§ **WHAT YOU NEED TO DO**
Omit every picture and output the rest of the records exactly as they are.

____________

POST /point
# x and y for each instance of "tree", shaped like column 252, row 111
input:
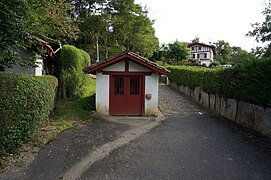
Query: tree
column 178, row 51
column 195, row 40
column 21, row 20
column 224, row 51
column 262, row 31
column 241, row 57
column 117, row 25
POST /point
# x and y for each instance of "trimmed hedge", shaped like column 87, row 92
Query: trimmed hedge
column 250, row 82
column 73, row 62
column 25, row 102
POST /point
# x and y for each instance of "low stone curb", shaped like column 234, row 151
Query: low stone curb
column 249, row 115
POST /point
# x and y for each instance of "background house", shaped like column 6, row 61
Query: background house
column 127, row 85
column 202, row 53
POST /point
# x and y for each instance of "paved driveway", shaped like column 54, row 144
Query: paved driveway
column 192, row 143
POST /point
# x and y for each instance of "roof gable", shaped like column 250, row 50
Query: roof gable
column 126, row 55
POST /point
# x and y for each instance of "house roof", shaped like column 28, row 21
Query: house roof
column 202, row 44
column 131, row 56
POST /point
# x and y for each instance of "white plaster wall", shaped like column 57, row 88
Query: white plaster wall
column 151, row 87
column 120, row 66
column 205, row 62
column 102, row 93
column 134, row 67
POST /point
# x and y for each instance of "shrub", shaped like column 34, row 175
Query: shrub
column 25, row 102
column 250, row 82
column 73, row 62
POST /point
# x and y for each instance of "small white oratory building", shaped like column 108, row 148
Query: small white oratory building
column 127, row 85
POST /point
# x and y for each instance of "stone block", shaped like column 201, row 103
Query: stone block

____________

§ **COMPLETE ANSWER**
POST /point
# x and y for each instance of "tree", shaped like column 252, row 111
input:
Query: tree
column 178, row 51
column 195, row 40
column 21, row 20
column 224, row 51
column 262, row 31
column 241, row 57
column 117, row 25
POST /point
# x and y for each instance of "trimmed hedge", shaped like column 87, row 92
Query: trimmed hedge
column 250, row 82
column 73, row 62
column 25, row 102
POST /point
# x and y for each instance of "low stone curb", shaped like column 234, row 151
Query: low stone curb
column 249, row 115
POST /point
# x and y for each instance of "background house", shaped like column 6, row 61
Query: background house
column 127, row 85
column 202, row 53
POST /point
# x and y for each instance of "paved driveway", shaped like column 54, row 144
Query: paved driveway
column 192, row 143
POST /point
# x and y for each instance of "roof gable", shaped like column 250, row 50
Query: roof gable
column 126, row 55
POST /point
# x and y for each instance of "house roof", shaped like column 28, row 21
Query: house roof
column 202, row 44
column 131, row 56
POST /point
# x and y for each instance of "white plaster wall", shaped like column 57, row 88
Query: white plaster wall
column 151, row 87
column 120, row 66
column 205, row 62
column 102, row 93
column 134, row 67
POST /point
# x and y for each instance of "shrub", shaped like column 34, row 175
Query: shrub
column 25, row 102
column 250, row 82
column 73, row 62
POST /point
# x and y for each instance of "small white oratory building", shaped like column 108, row 148
Query: small white oratory building
column 127, row 85
POST /point
# x and y for each instance of "stone block", shaped like column 201, row 103
Query: stone block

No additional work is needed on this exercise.